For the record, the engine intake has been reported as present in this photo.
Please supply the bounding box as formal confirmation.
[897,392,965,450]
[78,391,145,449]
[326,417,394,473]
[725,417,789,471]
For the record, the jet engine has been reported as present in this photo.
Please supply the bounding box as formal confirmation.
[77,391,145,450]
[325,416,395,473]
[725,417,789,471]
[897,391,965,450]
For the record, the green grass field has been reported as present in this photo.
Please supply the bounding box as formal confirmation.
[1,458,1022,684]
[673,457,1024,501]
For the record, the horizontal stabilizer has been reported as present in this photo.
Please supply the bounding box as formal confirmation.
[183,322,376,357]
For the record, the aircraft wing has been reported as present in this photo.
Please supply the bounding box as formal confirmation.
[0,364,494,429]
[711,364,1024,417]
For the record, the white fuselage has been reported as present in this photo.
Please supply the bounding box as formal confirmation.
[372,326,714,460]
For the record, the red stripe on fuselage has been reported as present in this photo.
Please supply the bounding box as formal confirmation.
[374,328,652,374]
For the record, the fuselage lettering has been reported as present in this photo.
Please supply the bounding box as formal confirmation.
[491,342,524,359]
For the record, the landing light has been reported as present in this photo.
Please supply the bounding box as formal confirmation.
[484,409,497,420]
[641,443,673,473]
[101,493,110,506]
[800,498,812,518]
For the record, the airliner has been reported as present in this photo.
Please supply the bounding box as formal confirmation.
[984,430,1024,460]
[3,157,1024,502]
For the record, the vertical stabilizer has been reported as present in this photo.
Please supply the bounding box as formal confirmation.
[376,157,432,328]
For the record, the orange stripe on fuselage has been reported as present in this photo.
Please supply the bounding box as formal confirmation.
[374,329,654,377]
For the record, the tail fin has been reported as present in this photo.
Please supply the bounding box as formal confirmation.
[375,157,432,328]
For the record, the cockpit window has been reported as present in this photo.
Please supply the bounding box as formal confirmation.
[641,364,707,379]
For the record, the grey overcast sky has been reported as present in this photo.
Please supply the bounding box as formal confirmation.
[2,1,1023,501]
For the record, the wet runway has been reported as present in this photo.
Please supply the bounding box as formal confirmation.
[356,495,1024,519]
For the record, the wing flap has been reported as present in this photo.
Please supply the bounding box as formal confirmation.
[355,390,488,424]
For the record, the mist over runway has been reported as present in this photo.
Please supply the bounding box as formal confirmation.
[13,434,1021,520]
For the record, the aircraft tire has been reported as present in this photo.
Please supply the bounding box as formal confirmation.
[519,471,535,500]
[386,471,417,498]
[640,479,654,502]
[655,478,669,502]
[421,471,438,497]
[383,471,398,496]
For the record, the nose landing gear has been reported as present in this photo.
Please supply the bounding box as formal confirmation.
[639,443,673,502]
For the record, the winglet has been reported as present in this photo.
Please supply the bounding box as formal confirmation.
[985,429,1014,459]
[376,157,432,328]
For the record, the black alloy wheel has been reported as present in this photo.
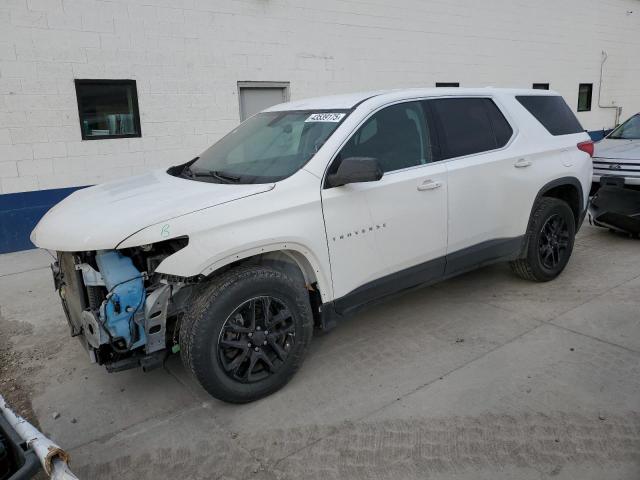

· · · · ·

_WHAT IS EXPECTED_
Each entry above should be printed exactly, and any picture in it left out.

_TASK ANSWER_
For the record, the engine intake has been reported as present in this photo.
Please supply the bounding box as formal confirmation.
[897,392,965,450]
[78,391,145,449]
[326,417,394,473]
[725,417,789,471]
For the record, the jet engine has been reported as present in this photo.
Please supply the bounding box as formal confirmation.
[77,391,145,450]
[325,416,395,473]
[725,417,789,471]
[897,391,965,450]
For the record, the green grass field has been reported as present in this photo.
Please supply the bounding box as formal confirmation.
[1,458,1022,684]
[673,457,1024,501]
For the record, the horizontal stabilizer has been reported as present in this photo.
Please supply the bounding box as formal confirmation.
[183,322,376,357]
For the record, the aircraft wing has been reported as present in this photo.
Please supply the bounding box as formal confirmation.
[0,364,494,429]
[711,364,1024,417]
For the record, the white fuselage has been reported as present in this photo.
Please supply the bounding box as formal confirmation.
[372,326,714,460]
For the record, the red stripe on fuselage has been reported as present in this photo.
Please supply the bounding box as formal confirmation.
[374,328,652,374]
For the record, the fuselage lettering has been reported as present in this photo.
Please supply the bounding box as formal confirmation.
[491,342,524,359]
For the record, the landing light has been reported as present in this photo.
Please supply the bounding box as formal confirmation.
[484,409,497,420]
[641,443,673,473]
[101,493,110,506]
[800,498,812,518]
For the record, the airliner has been reported as present in this photo.
Please supply the bounding box as formal confirmation.
[984,430,1024,460]
[3,157,1024,502]
For the record, the vertical stabilizer has been reported as present in this photo.
Please supply the bounding box as formal confirmation.
[376,157,432,328]
For the record, the orange stripe on fuselage has been reported as present in this photo.
Please supply the bounding box as formal confirmation.
[374,329,654,377]
For the record, the tail fin has been reported as present in this photo.
Please supply the bounding box as formal confirmation.
[375,157,432,328]
For the record, the cockpit window has been reported as present in this photo.
Please supply the bounding box as formal confirmation.
[641,364,707,379]
For the record, the grey overcast sky has been reported as present in this photo.
Please supply the bounding box as formal confirmation.
[2,1,1023,501]
For the record, the wet runway has been reported as present in this photo.
Please supply the bounding box as formal confirmation.
[356,495,1024,519]
For the record, the wing flap has been reported as present in this photo.
Please supply the bounding box as formal confirmation.
[355,390,488,424]
For the record, the mist over runway has been reported as present in this photo.
Please supply the bounding box as formal confirmation.
[13,434,1021,520]
For the record, the aircraft tire has been reported as present in this photo.
Please supply the bounding box as formal confirmation.
[519,471,535,500]
[386,471,417,498]
[640,479,654,502]
[655,478,669,502]
[421,471,438,497]
[383,471,398,496]
For the record, the nose landing gear has been reported as present in this photo.
Please supply the bounding box as formal confirmation.
[639,443,673,502]
For the record, the winglet has been reported as present in this photo.
Please supply the bounding box as formal confirmation.
[985,429,1014,459]
[376,157,432,328]
For the record, the black alloy wheel has been reported as present in this photo.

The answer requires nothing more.